## Instructions to follow
Instruction for the data below: set down exactly the lines from the line with "Q: Indicate one point per instance of the person's hand" to the line with "Target: stenciled motif", inclusive, and no others.

● ● ● ● ● ● ●

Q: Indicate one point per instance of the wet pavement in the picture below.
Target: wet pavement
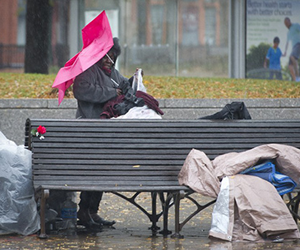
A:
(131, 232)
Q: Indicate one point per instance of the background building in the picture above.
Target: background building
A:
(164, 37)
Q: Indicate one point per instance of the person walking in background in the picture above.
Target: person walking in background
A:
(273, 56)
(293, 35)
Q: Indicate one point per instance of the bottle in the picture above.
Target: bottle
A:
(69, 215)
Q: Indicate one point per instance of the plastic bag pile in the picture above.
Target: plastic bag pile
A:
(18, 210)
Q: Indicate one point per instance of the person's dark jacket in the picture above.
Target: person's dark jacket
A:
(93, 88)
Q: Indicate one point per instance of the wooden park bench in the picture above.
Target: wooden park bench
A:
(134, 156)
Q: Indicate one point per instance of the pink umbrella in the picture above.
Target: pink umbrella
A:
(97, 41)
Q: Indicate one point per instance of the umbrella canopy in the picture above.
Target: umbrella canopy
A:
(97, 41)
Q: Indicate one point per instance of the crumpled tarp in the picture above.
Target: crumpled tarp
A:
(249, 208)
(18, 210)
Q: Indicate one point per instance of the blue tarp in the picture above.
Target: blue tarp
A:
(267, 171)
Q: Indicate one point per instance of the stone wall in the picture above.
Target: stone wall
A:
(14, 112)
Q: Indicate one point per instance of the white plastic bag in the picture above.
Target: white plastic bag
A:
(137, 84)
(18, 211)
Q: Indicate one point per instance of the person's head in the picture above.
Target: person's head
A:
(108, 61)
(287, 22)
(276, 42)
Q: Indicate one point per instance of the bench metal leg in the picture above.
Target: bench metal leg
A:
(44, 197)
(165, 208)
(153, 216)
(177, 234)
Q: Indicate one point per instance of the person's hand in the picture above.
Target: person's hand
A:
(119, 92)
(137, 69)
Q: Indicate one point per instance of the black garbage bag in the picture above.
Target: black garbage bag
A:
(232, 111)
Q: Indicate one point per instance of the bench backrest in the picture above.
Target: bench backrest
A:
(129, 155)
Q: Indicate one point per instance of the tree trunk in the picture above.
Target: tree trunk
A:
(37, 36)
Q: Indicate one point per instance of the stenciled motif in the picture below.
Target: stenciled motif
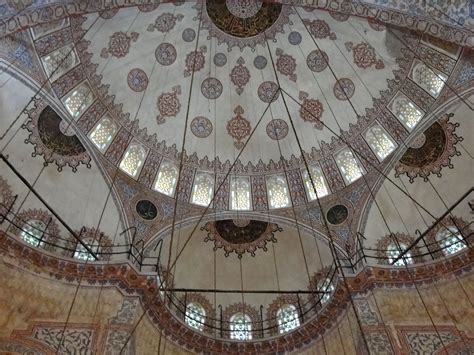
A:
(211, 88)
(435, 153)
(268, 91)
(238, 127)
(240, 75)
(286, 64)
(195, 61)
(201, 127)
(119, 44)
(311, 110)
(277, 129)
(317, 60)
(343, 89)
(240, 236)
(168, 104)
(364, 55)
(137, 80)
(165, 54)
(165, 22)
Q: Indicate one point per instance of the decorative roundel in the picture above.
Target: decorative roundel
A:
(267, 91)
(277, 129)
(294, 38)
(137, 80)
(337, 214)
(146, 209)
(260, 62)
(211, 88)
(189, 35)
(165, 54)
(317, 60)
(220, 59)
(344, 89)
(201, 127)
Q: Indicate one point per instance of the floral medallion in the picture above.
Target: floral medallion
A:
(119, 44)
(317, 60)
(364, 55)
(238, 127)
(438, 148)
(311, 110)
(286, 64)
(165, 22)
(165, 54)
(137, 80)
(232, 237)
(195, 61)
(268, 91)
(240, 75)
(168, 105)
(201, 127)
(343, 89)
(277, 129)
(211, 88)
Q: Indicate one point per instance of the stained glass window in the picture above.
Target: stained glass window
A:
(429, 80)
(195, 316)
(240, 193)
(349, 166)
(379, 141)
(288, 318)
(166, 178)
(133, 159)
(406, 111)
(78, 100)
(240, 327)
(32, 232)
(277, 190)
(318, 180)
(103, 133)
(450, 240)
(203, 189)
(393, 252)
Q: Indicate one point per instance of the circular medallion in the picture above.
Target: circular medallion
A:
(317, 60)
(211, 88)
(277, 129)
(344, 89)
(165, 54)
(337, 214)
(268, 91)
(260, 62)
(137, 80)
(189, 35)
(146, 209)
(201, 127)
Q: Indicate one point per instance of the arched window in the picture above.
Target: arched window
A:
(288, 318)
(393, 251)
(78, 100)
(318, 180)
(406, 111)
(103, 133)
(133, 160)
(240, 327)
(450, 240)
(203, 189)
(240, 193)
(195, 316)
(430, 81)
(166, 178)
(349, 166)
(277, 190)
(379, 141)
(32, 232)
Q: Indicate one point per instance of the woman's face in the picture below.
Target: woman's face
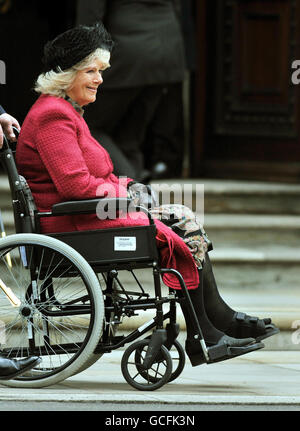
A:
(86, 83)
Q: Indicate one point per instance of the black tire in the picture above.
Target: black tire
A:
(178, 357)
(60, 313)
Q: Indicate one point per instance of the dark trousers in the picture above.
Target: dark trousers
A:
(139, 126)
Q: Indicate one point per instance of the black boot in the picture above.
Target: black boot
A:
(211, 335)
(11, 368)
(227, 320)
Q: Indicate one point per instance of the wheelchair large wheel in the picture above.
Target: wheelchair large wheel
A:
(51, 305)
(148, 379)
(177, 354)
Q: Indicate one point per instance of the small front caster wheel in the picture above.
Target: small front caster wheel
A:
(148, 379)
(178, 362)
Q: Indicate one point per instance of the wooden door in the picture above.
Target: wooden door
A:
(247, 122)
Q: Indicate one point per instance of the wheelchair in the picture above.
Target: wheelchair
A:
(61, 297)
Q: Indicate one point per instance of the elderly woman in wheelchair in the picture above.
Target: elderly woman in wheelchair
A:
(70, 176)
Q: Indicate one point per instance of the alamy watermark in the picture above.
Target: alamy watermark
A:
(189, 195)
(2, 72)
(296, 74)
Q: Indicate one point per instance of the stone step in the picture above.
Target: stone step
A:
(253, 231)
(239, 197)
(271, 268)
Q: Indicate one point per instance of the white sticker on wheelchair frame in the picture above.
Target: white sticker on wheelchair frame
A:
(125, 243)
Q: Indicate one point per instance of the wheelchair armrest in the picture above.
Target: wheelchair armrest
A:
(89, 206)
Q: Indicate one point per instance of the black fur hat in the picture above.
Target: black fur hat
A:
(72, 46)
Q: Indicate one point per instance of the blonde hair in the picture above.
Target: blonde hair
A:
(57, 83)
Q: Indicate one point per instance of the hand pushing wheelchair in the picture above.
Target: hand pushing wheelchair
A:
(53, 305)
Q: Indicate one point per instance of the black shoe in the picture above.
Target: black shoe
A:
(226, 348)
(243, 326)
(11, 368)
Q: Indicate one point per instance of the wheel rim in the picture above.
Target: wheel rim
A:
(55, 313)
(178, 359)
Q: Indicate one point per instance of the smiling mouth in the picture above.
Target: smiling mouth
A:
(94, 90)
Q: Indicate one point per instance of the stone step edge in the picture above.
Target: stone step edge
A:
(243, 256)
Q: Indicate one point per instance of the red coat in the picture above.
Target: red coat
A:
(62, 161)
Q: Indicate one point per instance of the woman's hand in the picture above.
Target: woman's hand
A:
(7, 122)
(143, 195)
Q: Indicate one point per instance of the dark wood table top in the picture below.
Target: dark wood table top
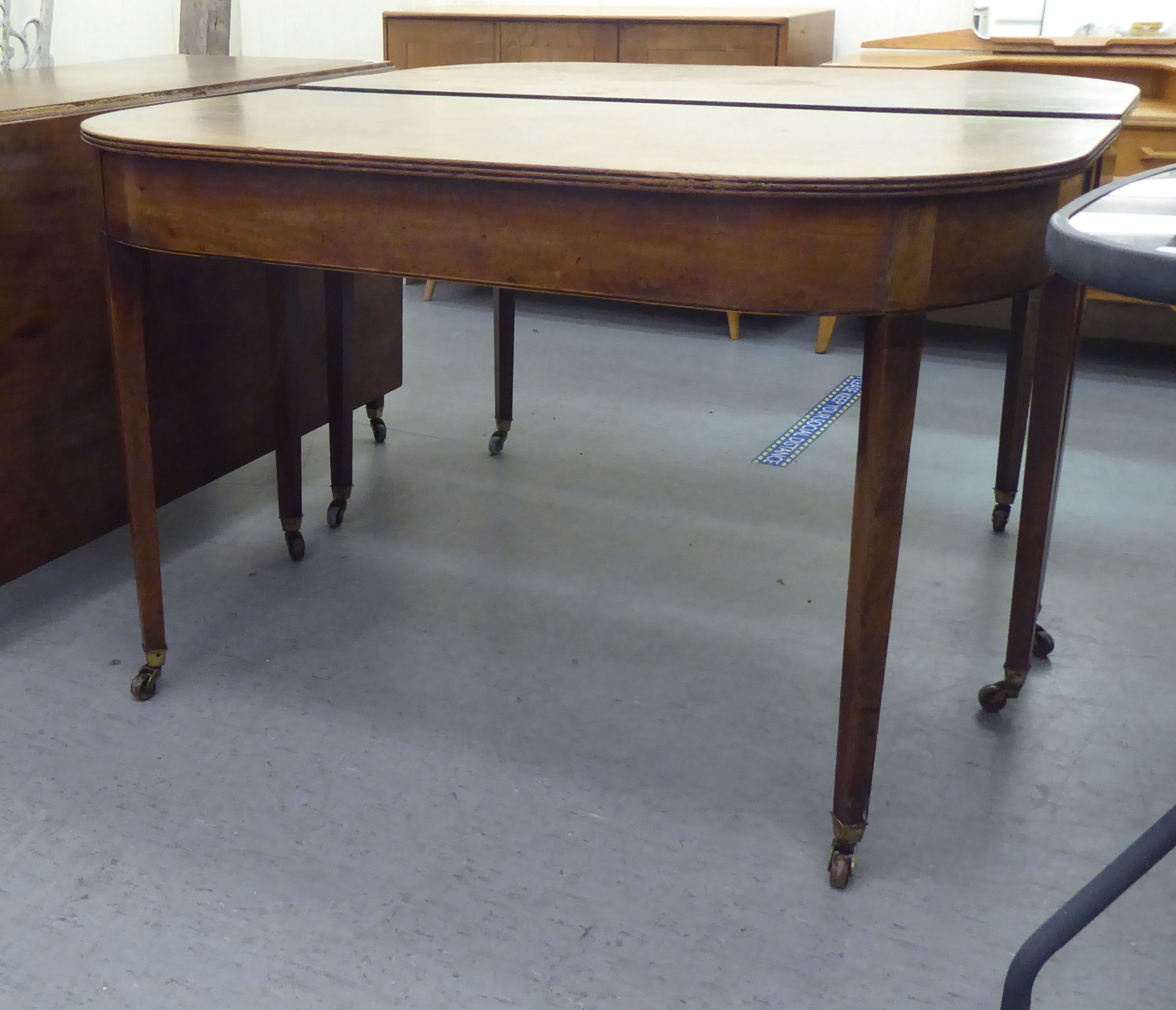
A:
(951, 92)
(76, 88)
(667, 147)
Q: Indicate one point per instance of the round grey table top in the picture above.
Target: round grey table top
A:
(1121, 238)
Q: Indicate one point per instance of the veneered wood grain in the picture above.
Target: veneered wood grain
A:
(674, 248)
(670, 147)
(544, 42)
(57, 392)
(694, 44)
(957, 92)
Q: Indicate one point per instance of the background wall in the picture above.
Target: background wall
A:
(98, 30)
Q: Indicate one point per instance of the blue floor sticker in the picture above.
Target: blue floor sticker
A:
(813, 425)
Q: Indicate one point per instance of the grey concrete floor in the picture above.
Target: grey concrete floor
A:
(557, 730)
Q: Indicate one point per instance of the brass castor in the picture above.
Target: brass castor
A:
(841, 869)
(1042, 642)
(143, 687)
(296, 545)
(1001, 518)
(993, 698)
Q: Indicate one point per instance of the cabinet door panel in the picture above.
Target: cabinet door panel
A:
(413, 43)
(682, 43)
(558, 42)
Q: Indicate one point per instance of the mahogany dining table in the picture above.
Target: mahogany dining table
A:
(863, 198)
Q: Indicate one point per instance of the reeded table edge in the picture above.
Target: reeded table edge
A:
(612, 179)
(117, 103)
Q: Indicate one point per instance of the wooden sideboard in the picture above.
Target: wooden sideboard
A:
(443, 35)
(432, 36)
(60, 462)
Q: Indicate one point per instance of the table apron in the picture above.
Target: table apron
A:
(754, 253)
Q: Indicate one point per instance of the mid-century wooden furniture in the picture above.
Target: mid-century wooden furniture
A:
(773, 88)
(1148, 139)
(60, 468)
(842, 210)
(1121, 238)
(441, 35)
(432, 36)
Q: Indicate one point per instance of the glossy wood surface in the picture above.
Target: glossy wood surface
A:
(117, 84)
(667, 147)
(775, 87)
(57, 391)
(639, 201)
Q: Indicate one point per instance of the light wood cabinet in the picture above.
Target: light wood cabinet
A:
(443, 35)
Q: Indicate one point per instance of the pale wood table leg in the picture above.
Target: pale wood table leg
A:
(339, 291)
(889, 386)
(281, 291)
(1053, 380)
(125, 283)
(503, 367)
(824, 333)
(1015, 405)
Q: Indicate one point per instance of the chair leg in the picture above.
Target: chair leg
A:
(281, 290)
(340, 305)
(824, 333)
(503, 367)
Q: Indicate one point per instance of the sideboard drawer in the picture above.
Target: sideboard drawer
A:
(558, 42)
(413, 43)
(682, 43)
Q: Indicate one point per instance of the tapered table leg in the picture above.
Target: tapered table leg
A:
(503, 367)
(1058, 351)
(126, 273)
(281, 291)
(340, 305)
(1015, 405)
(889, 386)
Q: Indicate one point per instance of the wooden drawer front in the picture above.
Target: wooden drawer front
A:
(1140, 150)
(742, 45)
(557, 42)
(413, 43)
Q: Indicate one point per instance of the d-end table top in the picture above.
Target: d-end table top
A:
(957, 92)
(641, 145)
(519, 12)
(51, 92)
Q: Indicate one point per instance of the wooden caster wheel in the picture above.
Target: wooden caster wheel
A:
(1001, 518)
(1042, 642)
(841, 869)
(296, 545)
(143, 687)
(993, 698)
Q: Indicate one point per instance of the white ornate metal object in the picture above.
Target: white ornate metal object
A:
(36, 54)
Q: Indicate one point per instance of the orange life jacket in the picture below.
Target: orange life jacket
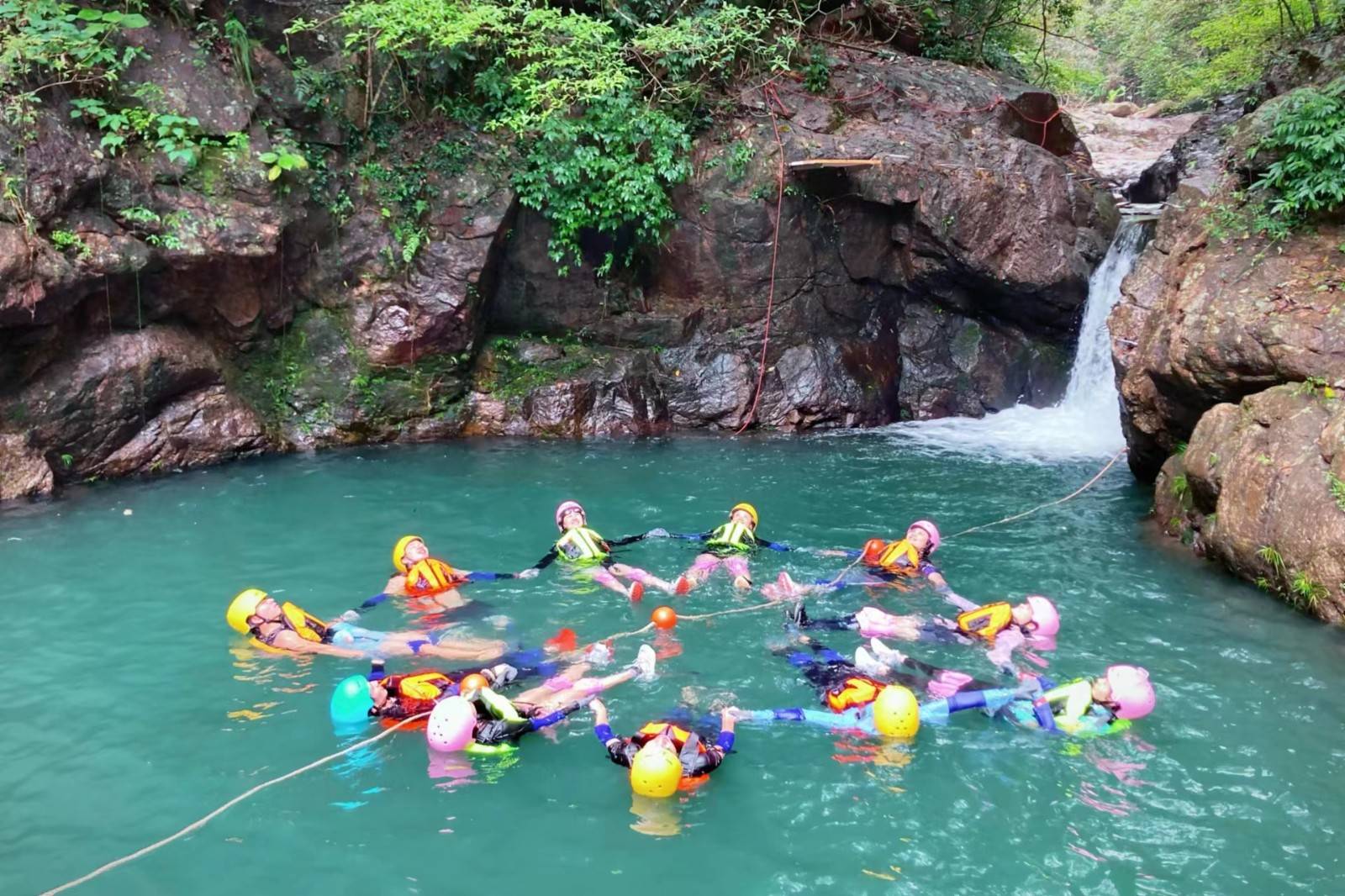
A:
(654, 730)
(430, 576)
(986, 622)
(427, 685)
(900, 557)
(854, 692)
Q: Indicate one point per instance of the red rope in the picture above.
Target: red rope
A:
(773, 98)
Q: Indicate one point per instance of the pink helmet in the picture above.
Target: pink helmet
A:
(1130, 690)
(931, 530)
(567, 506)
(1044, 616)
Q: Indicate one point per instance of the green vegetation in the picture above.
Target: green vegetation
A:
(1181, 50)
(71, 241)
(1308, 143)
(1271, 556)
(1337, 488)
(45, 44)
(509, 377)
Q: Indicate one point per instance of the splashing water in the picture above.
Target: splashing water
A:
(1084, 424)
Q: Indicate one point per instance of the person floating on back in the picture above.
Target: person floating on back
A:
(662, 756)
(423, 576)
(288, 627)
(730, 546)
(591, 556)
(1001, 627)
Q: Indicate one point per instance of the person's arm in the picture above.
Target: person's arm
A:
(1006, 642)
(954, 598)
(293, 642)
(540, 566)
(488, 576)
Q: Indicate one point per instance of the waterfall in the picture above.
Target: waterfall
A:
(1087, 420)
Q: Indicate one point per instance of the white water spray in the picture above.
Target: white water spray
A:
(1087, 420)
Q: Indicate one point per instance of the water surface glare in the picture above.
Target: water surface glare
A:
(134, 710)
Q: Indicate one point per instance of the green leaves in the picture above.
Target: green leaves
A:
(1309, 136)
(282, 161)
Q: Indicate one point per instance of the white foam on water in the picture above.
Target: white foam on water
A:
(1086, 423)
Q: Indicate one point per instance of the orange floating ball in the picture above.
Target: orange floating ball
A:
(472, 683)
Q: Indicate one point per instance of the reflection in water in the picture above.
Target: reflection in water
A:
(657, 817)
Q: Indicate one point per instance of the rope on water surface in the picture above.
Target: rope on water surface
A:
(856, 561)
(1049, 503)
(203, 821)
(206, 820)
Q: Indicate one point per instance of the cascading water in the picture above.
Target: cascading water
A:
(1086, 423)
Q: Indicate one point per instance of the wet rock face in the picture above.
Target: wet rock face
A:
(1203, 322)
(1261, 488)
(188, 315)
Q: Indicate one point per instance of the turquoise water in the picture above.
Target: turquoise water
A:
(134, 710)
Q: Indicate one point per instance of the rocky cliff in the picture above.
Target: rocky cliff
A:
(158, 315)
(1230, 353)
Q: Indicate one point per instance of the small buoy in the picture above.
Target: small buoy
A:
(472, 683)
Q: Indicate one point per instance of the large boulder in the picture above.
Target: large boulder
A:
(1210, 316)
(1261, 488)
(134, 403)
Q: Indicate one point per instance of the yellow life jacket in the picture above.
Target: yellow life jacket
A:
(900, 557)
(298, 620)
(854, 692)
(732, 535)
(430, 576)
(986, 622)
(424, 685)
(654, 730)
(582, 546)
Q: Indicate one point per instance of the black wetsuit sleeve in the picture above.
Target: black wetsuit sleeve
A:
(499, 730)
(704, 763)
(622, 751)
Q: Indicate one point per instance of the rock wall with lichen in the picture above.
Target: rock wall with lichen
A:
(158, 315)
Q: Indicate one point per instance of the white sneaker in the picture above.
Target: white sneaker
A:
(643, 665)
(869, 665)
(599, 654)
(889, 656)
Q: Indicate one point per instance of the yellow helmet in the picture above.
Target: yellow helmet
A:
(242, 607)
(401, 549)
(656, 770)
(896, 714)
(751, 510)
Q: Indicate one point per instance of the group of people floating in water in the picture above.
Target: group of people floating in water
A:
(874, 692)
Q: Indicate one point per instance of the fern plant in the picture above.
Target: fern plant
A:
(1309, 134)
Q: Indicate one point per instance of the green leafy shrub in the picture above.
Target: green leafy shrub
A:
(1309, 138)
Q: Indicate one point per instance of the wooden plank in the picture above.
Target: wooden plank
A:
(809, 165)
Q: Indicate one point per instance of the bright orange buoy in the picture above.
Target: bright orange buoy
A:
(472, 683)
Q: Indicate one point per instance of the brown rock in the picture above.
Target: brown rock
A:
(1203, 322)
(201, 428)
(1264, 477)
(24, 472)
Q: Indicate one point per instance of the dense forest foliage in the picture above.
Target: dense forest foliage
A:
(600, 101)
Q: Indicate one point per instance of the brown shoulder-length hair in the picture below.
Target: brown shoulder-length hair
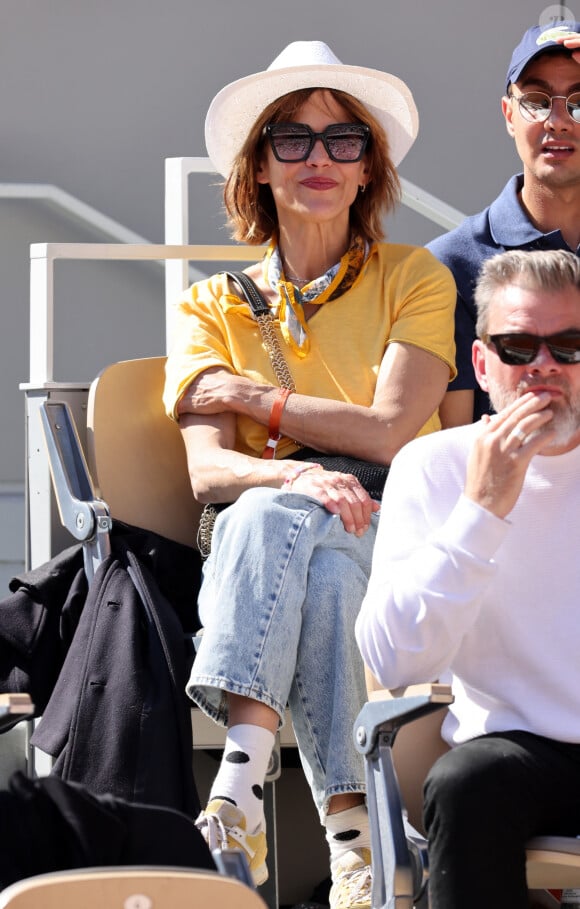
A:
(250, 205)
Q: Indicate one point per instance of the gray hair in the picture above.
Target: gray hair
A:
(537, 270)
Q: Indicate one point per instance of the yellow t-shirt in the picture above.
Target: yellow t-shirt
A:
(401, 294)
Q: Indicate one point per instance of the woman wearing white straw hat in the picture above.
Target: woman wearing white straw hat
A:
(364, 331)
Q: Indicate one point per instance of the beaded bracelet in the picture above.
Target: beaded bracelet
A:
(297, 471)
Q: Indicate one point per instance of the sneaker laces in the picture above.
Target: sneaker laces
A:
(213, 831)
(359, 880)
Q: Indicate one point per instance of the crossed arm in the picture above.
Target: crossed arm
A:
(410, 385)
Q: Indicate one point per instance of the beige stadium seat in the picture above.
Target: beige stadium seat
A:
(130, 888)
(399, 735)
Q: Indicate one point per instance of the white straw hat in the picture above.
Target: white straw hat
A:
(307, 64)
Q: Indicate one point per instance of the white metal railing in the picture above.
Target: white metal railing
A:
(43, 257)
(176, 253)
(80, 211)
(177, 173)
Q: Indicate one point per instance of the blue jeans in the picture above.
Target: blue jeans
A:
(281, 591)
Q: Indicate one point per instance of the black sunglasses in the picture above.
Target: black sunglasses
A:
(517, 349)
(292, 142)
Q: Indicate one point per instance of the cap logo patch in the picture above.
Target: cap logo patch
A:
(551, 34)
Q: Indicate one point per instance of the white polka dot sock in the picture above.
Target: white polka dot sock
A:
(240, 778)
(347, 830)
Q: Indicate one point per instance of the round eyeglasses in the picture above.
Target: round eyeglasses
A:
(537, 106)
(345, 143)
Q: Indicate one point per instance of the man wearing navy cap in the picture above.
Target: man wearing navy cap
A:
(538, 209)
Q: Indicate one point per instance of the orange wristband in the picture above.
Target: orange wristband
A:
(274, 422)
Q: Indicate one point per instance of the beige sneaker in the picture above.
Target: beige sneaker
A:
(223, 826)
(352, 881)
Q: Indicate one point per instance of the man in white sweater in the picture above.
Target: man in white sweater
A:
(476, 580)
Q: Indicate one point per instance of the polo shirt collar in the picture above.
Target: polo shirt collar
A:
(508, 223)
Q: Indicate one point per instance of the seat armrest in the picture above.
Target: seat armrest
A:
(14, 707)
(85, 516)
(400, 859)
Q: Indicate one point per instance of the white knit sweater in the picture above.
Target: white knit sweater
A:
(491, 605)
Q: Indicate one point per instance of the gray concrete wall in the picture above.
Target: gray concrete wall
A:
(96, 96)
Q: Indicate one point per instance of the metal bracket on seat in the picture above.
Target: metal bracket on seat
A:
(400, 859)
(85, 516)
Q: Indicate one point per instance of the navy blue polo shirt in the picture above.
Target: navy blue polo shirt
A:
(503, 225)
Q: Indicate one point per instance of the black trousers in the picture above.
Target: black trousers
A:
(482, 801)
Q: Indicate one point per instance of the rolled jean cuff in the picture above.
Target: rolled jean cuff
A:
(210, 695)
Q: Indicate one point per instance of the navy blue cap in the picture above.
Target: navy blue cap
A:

● ● ● ● ● ● ●

## Answer area
Q: Indicate one point per instance of the person's hand in the picture above.
Target: person's hand
A:
(119, 92)
(137, 69)
Q: Indicate one point per instance of the black garbage bag in the picture above.
Target: black garbage bag
A:
(232, 111)
Q: Indicate one point per instance of the bench backrest in the picture above.
Target: bench backrest
A:
(129, 155)
Q: Indicate one point per instance of the tree trunk in the picture above.
Target: tree trunk
A:
(37, 36)
Q: Indicate one point per instance of the stenciled motif in the picture below.
Target: stenciled motif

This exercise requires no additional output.